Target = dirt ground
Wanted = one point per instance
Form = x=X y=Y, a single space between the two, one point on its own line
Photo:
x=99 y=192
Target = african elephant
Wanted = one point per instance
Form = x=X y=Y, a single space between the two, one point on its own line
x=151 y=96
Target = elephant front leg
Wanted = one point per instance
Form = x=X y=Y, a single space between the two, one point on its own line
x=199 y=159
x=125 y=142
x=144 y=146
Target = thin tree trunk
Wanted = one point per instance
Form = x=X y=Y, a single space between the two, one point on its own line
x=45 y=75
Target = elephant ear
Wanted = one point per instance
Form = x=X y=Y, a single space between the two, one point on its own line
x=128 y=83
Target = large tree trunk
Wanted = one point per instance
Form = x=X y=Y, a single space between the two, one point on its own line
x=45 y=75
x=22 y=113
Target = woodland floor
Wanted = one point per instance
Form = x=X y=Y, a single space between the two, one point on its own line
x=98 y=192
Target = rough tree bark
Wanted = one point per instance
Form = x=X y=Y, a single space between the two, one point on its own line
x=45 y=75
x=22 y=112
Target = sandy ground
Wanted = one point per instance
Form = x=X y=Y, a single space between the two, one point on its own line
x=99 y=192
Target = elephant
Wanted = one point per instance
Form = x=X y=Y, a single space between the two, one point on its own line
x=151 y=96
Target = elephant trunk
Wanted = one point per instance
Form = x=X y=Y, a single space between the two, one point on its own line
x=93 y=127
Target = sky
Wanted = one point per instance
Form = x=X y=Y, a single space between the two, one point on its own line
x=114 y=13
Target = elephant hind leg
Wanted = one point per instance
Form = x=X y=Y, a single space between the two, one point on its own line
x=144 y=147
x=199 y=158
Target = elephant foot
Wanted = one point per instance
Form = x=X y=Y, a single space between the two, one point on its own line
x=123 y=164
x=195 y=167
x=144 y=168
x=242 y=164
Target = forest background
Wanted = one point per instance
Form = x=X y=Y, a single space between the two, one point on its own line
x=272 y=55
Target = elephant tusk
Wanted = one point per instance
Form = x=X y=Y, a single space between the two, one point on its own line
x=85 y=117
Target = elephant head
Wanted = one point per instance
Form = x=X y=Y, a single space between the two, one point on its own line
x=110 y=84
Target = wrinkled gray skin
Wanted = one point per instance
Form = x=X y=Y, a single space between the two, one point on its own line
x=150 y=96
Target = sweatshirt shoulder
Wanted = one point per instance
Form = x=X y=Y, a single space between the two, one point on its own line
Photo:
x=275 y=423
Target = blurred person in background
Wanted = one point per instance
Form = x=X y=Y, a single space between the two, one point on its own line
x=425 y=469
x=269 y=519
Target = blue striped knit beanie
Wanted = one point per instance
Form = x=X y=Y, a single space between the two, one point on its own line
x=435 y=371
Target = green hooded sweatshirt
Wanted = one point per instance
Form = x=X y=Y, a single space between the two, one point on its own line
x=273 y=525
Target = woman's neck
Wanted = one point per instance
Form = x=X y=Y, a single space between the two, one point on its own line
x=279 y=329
:::
- _Try it_
Scan the data above for the word "elephant", then copy every line that holds it.

- _Solution to this task_
Target = african elephant
Target = elephant front leg
Target = elephant ear
Target = elephant
Target = elephant trunk
Target = elephant hind leg
Target = elephant foot
Target = elephant tusk
Target = elephant head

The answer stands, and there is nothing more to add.